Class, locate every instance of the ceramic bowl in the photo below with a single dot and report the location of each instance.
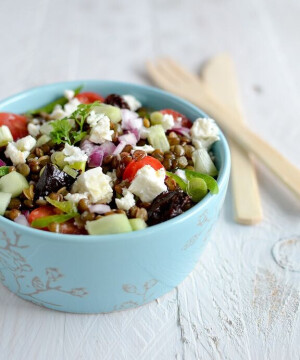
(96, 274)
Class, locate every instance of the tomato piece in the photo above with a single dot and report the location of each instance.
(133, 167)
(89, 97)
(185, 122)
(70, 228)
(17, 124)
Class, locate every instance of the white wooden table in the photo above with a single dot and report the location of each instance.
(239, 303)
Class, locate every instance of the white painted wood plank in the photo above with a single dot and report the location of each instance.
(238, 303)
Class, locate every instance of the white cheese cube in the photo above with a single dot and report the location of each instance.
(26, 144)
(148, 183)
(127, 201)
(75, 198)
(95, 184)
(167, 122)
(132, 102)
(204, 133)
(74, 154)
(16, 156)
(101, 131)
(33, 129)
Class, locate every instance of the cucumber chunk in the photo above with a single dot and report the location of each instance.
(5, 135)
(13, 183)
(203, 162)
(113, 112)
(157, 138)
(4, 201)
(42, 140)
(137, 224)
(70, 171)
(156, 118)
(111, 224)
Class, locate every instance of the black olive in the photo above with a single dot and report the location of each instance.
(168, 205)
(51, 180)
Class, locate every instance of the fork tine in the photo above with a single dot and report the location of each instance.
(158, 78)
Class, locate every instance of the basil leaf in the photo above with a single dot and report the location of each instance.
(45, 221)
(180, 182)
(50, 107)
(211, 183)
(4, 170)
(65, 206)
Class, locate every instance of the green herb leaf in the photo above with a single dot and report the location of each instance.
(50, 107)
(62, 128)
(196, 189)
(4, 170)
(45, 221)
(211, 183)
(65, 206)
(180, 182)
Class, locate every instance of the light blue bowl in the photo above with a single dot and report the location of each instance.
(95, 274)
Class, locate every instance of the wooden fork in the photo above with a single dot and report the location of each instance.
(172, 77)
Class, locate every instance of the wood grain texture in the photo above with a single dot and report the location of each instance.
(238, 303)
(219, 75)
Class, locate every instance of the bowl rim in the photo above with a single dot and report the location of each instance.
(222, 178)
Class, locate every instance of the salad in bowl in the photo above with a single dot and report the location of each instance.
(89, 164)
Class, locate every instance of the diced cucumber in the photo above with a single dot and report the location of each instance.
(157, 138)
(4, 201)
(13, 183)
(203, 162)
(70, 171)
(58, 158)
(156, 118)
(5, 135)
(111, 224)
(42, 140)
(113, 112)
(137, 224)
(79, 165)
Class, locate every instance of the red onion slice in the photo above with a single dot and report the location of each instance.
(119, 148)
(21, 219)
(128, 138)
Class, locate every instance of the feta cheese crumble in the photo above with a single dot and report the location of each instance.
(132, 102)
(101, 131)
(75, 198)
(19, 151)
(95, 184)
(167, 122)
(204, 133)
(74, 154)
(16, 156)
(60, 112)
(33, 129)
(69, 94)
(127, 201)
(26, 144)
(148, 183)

...

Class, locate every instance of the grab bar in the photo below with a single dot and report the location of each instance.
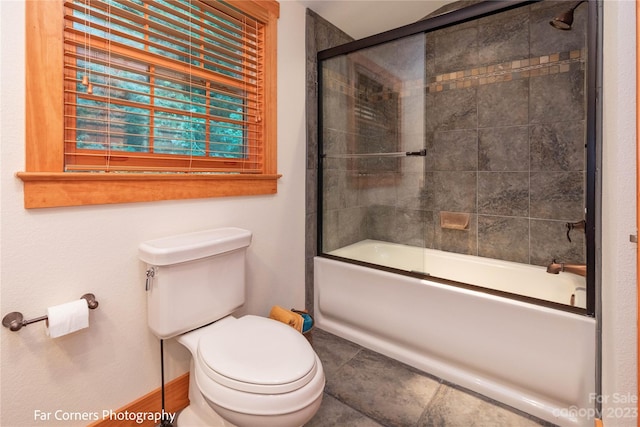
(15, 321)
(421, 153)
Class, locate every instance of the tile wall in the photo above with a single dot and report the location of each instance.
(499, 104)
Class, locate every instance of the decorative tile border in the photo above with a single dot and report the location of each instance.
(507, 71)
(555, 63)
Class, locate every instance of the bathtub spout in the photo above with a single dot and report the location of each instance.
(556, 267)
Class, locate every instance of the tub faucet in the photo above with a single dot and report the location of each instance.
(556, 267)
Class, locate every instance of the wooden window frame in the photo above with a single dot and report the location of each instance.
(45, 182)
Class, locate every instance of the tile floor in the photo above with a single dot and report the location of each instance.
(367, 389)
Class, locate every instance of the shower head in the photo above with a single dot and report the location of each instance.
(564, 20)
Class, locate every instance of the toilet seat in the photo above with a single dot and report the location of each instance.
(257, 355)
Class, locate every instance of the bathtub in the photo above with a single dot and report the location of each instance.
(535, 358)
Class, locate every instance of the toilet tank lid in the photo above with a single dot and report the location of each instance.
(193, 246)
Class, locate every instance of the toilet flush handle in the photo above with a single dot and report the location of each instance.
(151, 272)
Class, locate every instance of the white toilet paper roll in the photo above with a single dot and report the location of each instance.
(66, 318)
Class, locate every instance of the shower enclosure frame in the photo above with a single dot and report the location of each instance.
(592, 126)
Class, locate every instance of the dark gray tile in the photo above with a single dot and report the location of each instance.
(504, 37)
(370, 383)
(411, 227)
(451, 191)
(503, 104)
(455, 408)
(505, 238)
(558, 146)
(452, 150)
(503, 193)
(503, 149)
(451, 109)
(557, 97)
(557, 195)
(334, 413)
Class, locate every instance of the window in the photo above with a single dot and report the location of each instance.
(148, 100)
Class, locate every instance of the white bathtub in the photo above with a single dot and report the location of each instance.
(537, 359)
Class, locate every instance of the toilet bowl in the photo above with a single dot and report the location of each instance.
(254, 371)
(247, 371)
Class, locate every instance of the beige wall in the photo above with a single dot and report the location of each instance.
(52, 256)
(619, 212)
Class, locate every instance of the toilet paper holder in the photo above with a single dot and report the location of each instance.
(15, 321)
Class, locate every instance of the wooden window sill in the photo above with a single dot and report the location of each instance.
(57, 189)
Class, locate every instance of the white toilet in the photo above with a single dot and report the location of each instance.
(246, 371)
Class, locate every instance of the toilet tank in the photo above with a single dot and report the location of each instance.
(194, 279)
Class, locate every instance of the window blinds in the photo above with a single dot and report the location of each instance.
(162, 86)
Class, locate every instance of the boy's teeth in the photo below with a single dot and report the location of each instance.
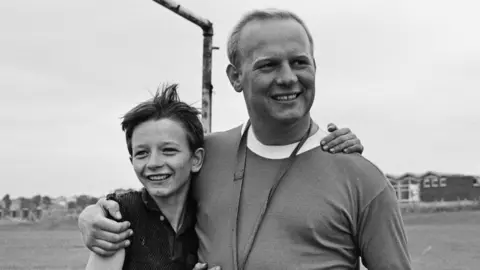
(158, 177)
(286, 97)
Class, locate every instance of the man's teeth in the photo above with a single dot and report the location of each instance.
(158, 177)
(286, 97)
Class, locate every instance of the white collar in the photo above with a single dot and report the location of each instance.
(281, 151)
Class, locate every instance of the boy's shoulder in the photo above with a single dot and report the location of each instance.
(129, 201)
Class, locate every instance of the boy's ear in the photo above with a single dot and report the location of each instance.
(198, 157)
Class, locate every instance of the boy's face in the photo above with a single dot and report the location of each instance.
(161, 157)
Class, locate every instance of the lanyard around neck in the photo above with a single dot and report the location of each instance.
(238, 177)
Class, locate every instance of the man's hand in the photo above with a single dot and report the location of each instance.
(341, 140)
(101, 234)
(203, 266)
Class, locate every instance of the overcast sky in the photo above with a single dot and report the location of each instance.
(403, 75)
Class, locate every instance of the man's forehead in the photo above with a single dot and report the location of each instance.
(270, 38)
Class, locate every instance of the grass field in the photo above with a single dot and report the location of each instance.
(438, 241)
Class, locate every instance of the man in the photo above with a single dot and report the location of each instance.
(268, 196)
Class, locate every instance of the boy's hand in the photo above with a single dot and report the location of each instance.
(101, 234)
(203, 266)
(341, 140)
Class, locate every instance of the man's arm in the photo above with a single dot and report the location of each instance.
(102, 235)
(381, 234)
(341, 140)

■ **REQUIRED TASK**
Pick out every line of the data above that contains the string "cucumber" and copy each one, treating uppercase and lowercase letters as different.

■ **TASK SOLUTION**
Class, locate every instance of the cucumber chunk in the photo above with a single dot and report the location of each instance.
Class, locate every instance of the diced cucumber in the photo above with a single dot and report the location of each instance.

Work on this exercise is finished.